**TASK DESCRIPTION**
How many lines in the listing contain the string "rose"? Case counts, so match only that exact capitalization, and reply with the number alone.

Dataset listing
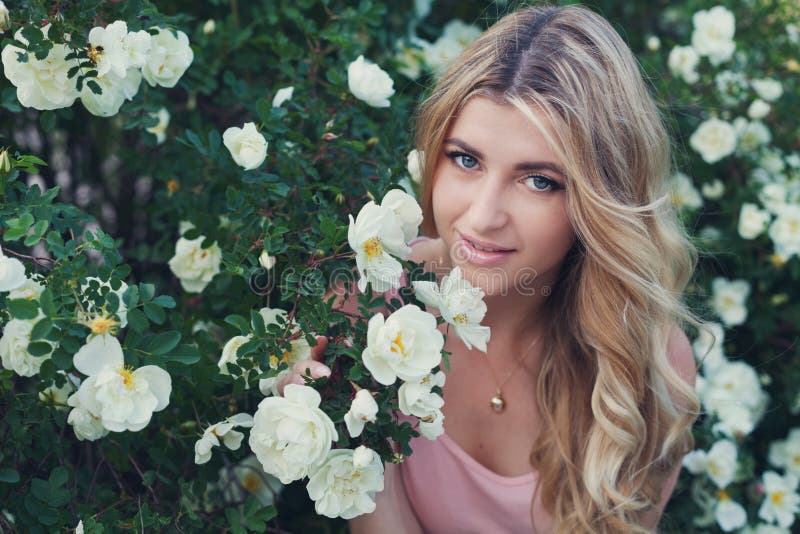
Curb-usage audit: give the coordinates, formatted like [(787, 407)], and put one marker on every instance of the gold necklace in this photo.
[(497, 402)]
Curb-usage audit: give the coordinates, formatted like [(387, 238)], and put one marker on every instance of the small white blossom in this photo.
[(193, 265), (682, 62), (758, 109), (363, 410), (752, 220), (291, 434), (407, 345), (768, 89), (160, 129), (713, 34), (713, 140), (247, 146), (377, 237), (282, 96), (221, 432), (781, 501), (407, 210), (169, 58), (12, 273), (122, 398), (369, 83), (344, 485), (786, 453), (460, 304), (729, 298)]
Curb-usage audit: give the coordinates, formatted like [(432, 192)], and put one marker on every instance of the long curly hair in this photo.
[(616, 414)]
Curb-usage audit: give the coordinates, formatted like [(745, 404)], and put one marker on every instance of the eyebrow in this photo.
[(524, 166)]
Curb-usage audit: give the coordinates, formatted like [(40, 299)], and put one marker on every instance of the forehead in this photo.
[(503, 132)]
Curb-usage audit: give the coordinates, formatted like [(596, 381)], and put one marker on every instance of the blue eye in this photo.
[(537, 182), (463, 160)]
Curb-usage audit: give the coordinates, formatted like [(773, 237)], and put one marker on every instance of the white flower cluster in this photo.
[(378, 236), (121, 59)]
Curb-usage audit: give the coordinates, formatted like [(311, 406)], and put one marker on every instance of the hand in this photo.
[(314, 365)]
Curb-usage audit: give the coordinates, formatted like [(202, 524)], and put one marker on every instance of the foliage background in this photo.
[(108, 175)]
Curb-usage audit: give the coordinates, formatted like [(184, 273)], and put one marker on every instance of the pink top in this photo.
[(451, 492)]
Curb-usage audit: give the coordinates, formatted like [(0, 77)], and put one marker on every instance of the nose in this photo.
[(488, 209)]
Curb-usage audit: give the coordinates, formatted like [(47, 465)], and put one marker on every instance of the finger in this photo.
[(315, 369), (318, 351)]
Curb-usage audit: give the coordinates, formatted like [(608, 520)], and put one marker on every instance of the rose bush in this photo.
[(134, 221)]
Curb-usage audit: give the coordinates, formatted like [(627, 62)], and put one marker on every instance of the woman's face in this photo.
[(499, 200)]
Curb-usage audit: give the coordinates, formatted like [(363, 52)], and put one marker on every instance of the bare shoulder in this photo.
[(428, 251), (681, 356)]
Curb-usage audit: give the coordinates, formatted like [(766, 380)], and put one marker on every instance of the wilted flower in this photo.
[(370, 83), (169, 57), (363, 410), (291, 434), (221, 432), (407, 345), (248, 148), (460, 304), (122, 398), (344, 485)]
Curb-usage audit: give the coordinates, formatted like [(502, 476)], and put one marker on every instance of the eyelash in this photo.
[(455, 154)]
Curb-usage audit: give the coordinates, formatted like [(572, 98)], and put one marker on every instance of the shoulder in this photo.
[(681, 356)]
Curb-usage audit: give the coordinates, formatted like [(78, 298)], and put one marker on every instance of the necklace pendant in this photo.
[(497, 403)]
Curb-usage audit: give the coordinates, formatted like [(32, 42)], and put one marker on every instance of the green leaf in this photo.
[(164, 342), (47, 304), (23, 308), (9, 475), (155, 313)]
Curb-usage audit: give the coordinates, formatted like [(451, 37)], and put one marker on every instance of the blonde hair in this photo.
[(617, 416)]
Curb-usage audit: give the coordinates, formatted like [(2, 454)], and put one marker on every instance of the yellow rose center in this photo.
[(127, 376), (372, 247)]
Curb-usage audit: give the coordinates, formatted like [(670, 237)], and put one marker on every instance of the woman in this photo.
[(545, 180)]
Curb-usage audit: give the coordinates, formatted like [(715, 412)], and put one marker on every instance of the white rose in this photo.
[(713, 34), (758, 109), (785, 231), (14, 343), (248, 148), (713, 190), (122, 398), (407, 210), (221, 432), (418, 399), (752, 221), (41, 84), (407, 345), (682, 62), (728, 300), (282, 96), (363, 410), (12, 273), (370, 83), (781, 501), (291, 434), (345, 484), (169, 58), (684, 194), (768, 89), (115, 91), (414, 165), (193, 265), (376, 235), (107, 49), (713, 140), (460, 304), (160, 129)]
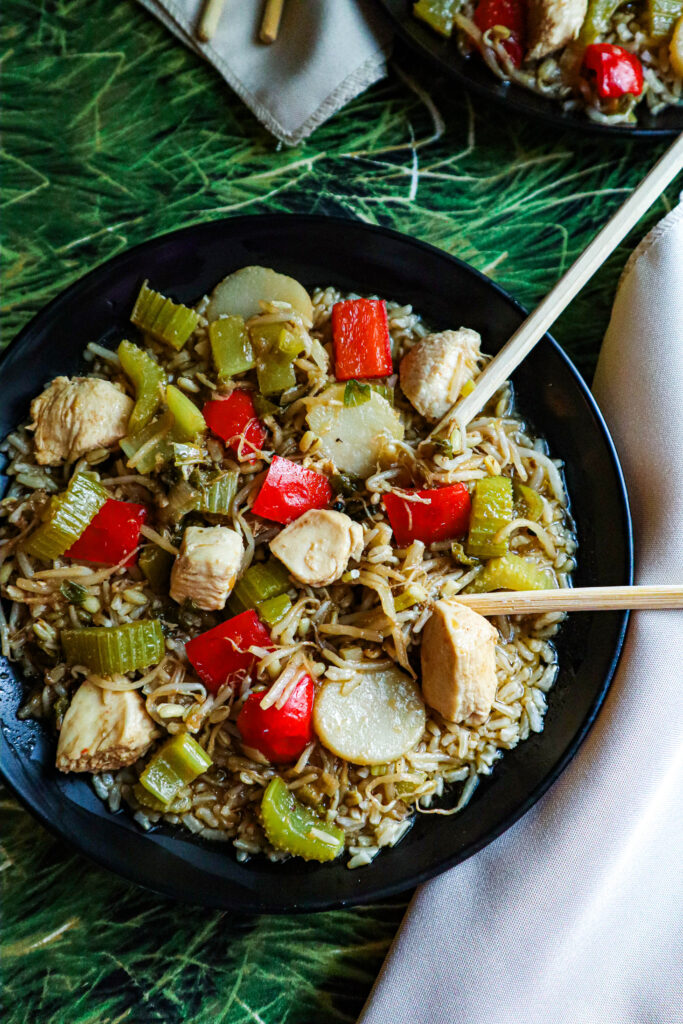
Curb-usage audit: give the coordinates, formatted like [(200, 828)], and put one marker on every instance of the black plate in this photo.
[(471, 72), (447, 293)]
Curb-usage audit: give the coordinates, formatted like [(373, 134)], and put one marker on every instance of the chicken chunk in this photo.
[(75, 416), (459, 664), (316, 547), (433, 372), (103, 730), (207, 566), (554, 24)]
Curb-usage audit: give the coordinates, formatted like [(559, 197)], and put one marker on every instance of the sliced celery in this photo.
[(438, 14), (188, 423), (115, 648), (492, 509), (156, 565), (68, 516), (178, 762), (147, 378), (155, 438), (164, 320), (230, 346), (295, 828), (512, 572)]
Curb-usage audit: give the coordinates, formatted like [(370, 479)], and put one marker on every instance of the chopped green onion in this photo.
[(162, 318), (115, 648), (73, 592), (147, 378), (492, 509), (178, 762), (187, 420), (356, 393), (156, 566), (68, 516), (291, 826), (230, 346), (512, 572), (273, 608)]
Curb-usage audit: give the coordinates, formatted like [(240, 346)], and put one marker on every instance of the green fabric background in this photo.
[(113, 133)]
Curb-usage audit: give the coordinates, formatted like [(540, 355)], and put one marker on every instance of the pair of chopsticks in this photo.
[(214, 8), (512, 353)]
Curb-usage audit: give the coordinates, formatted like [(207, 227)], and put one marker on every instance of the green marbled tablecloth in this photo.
[(113, 133)]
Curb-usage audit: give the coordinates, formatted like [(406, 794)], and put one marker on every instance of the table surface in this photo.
[(114, 133)]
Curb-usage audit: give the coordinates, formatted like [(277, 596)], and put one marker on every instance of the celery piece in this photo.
[(164, 320), (528, 503), (492, 509), (115, 648), (356, 393), (512, 572), (218, 496), (187, 420), (151, 448), (291, 826), (74, 592), (439, 14), (261, 582), (662, 16), (147, 378), (178, 762), (68, 516), (230, 346), (273, 609), (156, 565), (597, 20)]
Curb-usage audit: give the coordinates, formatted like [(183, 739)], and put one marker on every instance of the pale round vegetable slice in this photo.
[(372, 720), (241, 293), (352, 436)]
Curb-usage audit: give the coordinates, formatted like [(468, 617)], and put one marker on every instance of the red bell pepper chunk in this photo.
[(223, 651), (616, 72), (510, 14), (289, 491), (233, 419), (446, 514), (280, 733), (360, 335), (113, 532)]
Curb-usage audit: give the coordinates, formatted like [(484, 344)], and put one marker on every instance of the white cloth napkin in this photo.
[(574, 915), (327, 52)]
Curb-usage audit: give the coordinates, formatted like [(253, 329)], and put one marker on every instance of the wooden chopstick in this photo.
[(534, 328), (509, 602), (209, 20), (270, 23)]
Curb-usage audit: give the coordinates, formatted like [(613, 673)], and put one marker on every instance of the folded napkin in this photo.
[(326, 53), (575, 913)]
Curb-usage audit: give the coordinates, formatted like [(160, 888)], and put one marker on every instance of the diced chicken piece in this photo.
[(316, 547), (433, 372), (103, 730), (459, 664), (207, 566), (553, 24), (76, 416)]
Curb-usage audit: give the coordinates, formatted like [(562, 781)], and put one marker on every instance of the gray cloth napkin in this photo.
[(327, 52), (574, 915)]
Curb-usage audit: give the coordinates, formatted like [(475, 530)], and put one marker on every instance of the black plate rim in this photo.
[(118, 864), (514, 97)]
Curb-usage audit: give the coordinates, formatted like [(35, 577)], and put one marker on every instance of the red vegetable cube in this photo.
[(113, 532), (440, 514), (220, 653), (280, 733), (360, 335), (233, 419), (289, 491)]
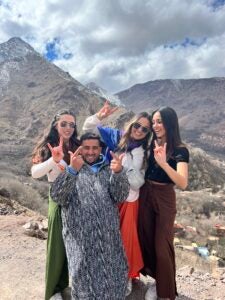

**EXERCISE RESULT**
3